集団的自衛権論争の国際標準 「戦争法案」との決めつけは論外だ
zakzak 連載:「日本」の解き方 2015.05.27
集団的自衛権の行使を可能にする安全保障法制の関連法案が今国会の大きな争点になっている。だが、いま日本で行われている集団的自衛権に関する議論は日本以外では理解されないだろう。今回はそれを明らかにしたい。
これまで本コラムでは、集団的自衛権について、自衛権を「個別的」「集団的」と分け、個別的はいいが集団的はダメというロジックは国際社会で通じないこと、海外において自衛権はどこの国でも刑法の正当防衛と対比され、言葉としてはともに同じ「self-defense」であること、日本の第9条のような規定のある憲法は世界では珍しくなく、そうした国では集団的自衛権の行使は当然の前提であること-などを書いてきた。

▶ [データの内容]:

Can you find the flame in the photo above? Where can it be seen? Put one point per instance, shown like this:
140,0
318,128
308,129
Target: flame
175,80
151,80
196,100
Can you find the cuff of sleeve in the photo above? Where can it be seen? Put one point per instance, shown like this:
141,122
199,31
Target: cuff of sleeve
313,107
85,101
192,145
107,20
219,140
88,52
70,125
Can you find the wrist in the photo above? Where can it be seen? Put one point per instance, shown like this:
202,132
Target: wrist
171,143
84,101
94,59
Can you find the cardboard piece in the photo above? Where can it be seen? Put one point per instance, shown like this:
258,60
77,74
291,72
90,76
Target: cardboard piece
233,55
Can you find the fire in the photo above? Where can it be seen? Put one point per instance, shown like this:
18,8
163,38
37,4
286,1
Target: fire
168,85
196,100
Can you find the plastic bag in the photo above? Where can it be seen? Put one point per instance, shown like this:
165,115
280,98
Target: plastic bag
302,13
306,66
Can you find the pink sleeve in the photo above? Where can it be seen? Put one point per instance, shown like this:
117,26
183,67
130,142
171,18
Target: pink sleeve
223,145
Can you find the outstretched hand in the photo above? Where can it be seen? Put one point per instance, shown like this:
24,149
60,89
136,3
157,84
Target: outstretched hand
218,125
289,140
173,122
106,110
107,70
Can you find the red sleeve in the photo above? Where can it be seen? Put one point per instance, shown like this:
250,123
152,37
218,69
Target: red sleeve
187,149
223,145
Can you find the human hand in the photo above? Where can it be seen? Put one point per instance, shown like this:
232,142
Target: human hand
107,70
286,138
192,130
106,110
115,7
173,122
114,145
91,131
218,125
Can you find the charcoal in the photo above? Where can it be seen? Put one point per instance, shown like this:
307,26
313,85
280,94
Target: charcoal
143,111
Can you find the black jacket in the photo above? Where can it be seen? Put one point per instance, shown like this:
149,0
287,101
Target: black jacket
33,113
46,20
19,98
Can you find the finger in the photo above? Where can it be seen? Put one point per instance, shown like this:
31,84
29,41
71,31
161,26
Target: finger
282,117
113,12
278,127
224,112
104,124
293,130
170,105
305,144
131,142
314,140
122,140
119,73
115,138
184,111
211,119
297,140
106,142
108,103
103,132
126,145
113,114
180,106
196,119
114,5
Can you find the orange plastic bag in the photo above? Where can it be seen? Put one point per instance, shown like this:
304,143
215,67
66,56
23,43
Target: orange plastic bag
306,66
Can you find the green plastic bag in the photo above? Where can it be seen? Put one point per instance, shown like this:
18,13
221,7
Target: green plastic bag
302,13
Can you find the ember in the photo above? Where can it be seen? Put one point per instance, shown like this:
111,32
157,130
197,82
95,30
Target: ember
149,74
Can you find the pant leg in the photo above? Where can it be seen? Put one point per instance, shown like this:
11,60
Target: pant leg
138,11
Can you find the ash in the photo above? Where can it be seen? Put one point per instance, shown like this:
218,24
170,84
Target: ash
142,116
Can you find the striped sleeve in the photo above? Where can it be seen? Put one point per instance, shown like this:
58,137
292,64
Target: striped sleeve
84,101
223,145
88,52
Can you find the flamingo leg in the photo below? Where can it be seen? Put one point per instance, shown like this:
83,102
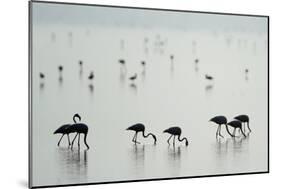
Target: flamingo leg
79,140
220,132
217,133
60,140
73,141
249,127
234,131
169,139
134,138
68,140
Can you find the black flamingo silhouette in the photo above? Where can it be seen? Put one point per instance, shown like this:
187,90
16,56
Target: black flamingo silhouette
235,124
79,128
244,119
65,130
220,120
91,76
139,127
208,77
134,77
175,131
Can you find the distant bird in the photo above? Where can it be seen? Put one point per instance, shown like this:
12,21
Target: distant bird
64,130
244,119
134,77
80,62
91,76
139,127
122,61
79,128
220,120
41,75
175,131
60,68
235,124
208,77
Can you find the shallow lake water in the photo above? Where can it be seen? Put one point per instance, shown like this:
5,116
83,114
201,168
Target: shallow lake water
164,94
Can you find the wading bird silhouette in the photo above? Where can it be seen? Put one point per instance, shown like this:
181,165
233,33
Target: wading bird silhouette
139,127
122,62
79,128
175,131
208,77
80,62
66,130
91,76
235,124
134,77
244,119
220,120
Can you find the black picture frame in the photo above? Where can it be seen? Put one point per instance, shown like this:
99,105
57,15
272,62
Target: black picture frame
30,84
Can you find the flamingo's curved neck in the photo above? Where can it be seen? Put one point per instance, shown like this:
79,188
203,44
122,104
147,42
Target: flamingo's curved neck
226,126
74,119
---
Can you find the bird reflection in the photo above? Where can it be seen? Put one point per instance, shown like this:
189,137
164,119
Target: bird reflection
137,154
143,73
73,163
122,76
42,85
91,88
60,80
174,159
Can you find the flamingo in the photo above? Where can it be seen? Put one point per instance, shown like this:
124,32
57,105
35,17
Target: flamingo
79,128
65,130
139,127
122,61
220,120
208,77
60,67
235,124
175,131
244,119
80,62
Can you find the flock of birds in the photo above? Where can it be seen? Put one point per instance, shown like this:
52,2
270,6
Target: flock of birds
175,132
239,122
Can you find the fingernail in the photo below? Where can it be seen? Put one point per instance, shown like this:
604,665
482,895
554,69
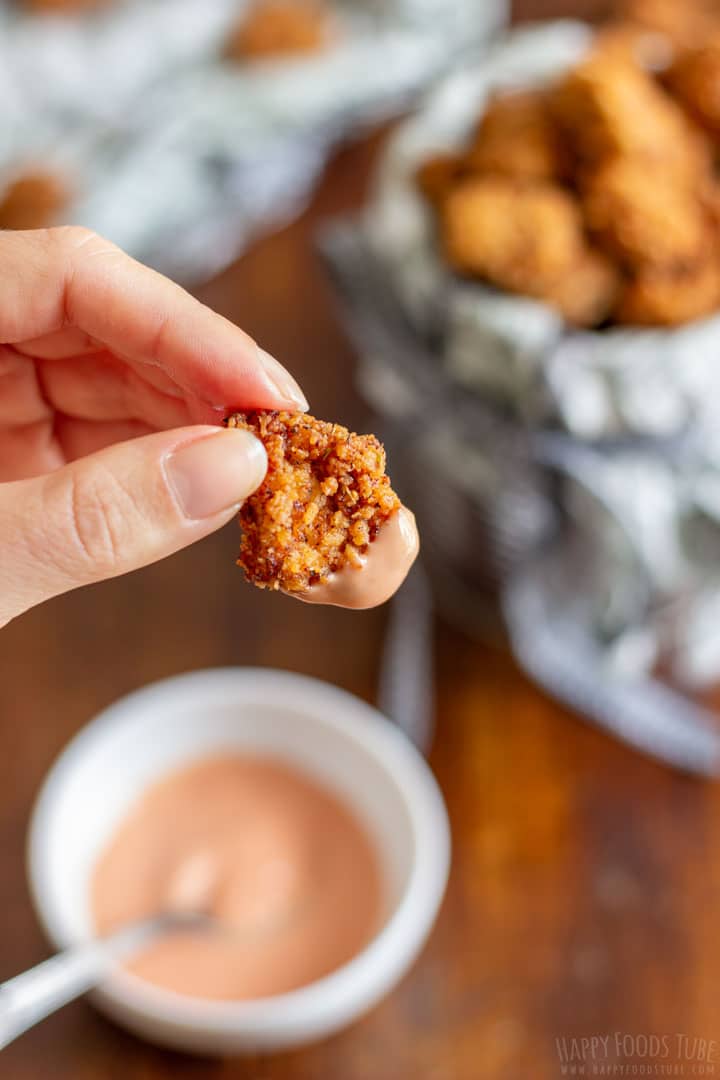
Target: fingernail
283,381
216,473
---
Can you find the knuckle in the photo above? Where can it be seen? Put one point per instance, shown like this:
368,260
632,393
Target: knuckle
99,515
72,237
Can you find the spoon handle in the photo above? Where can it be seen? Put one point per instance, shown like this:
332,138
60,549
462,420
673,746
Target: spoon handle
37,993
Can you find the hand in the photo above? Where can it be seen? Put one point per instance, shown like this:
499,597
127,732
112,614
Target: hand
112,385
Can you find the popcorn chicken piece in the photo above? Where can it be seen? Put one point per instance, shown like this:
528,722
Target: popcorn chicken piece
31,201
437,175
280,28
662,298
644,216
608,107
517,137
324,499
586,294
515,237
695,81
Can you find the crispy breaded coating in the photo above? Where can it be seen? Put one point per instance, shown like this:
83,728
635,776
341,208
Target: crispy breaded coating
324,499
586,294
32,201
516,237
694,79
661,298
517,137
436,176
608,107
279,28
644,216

▶ [練習問題]:
次の(a)〜(c)は、集団的自衛権についての文章の内容と合っていますか。それぞれ「はい」か「いいえ」で答え、決め手になる文章中の言葉をそのまま引用してください。
(a) 海外では、自衛権は刑法の正当防衛と比べて考えられている。
(b) 第9条のような決まりがある憲法は、世界では珍しい。
(c) 安全保障法制の関連法案は、今国会ではあまり争点になっていない。

▶ [解答]:
(a) はい。「海外において自衛権はどこの国でも刑法の正当防衛と対比され」
(b) いいえ。「日本の第9条のような規定のある憲法は世界では珍しくなく」
(c) いいえ。「今国会の大きな争点になっている」